**Given text**
Survival – big one right? If you’re reading this as a lover of the outdoors, chances are you’ve been out there, out on the edge somewhere: a lake, mountain, desert, forest –along some long and thin winding topo line a far ways from home. You’re familiar with that unique feeling that clings like a sleeping dragon to the inside of your stomach, and doing all you can to dance about and not wake the bastard up.
We all know the first rule in a survival situation is don’t put yourself there in the first place. But by our nature we’re a breed that’s hard to talk out of well-laid plans, in fact we often take adversity as an excuse to expand our capabilities. Thin line indeed. Want to harden up some? Go jump in the surf when everyone else is shivering in their wagons and watching from the parking lot. Start up a 3 pitch route with dark clouds rumbling overhead and a 65% chance of rain. Grab the dog and head out the door as the first flurries drop from approaching tip of a forecast snowstorm.
But what of it when things get really bad. When the guys watching from their cars see the swells pick up a bit taller and the rip currents start dragging with enough force to reclaim a scuttled tanker? When the overhead clouds start throwing lightning bolts like some pissed toddler and you and your partner are pinned to the side of a cliff 300 feet off the deck wearing skirts made from metal?
Thankfully the kind folks over at Mountainsmith keep cranking out gear that keeps us afloat in crucial situations, from dumping storms to keeping our wilderness necessities secure and stable as we scramble out of harm’s way. First step in survival is preparation, and Mountainsmith takes the variables out of that equation.
However, preparation and preservation only go so far – what happens when you’re actually in the soup?

**Exercise requirements**
#1 Set down the stretch of the survival piece from "But what of" through "made from metal?", word for word.
#2 Write the next part of the outdoor survival piece, starting after its final line.

**Material supplied**
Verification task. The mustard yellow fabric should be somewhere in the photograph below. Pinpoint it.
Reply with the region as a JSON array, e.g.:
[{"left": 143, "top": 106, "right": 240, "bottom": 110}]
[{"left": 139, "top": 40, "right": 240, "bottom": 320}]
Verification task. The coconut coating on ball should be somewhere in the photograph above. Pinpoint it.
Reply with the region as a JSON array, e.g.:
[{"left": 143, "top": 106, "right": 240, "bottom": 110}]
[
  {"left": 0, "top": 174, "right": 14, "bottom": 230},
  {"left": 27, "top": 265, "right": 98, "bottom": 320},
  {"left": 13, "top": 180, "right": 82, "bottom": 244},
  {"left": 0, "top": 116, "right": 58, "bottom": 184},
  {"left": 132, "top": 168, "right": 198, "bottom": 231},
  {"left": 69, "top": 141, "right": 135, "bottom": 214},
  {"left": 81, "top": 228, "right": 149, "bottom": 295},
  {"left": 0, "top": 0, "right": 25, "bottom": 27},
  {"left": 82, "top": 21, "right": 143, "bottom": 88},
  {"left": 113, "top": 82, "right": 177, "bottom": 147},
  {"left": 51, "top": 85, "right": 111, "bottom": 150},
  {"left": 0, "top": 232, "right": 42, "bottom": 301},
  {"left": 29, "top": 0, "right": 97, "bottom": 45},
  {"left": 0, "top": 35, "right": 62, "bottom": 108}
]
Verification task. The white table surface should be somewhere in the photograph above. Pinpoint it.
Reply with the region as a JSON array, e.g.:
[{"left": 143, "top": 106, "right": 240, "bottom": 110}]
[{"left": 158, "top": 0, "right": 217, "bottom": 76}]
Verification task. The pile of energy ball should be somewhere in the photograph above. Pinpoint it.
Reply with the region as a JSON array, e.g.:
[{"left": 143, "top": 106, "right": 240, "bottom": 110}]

**Exercise responses**
#1
But what of it when things get really bad. When the guys watching from their cars see the swells pick up a bit taller and the rip currents start dragging with enough force to reclaim a scuttled tanker? When the overhead clouds start throwing lightning bolts like some pissed toddler and you and your partner are pinned to the side of a cliff 300 feet off the deck wearing skirts made from metal?

#2
I’ve had my share of epics aka type III fun aka full-on disasters; my preferred terminology is “full value,” a phrase that makes my climbing partners cringe. I’ve been benighted out on rock climbs, wandered lost in the desert, have done my best “cat on drapes” impression while free-soloing ice climbs, rappelled for 7 hours through the dark down some remote snow and ice covered face, and dodged lightning bolts on a ridge run. But I’ve never been as proper f*cked as the time I almost got the chop atop one of the deadliest mountains in America.
What kept me (and my loving climbing partner) alive that day wasn’t primo gear, some flashy firestarter kit or a SPOT beacon. Rather it was what I consider to be every survivor’s most important tool – my brain. Which, when things get a bit dodgy in the alpine, is one of the first things to declare mutiny on the situation. The following I’ve learned and learned to adhere to, kinda like instrument-only avian navigation when in the clouds: trust them, and stick to them, even when it seems like you are flying upside down.
Stick to the Plan
We were lost. Really lost, and we had been that way for a while. It’d been a hell of a day thus far: long approach, unstable avalanche conditions, and over 1000 feet of technical ice climbing. Whiteout conditions would come and go, and the mercury was on its way to somewhere below 0 Fahrenheit. It was snowing, getting dark, and according to the reports we read the next day (spoiler alert: we lived) the winds were steady at 60 mph, and gusting at 100. And according to anyone who lives on the US coast, it was a hurricane. Surface conditions were a mix of breakable crust and alpine rock – facing strong winds while trying to balance crampon points on ice and stone was like trying to walk on tennis balls on a frozen lake. Did I mention we were lost?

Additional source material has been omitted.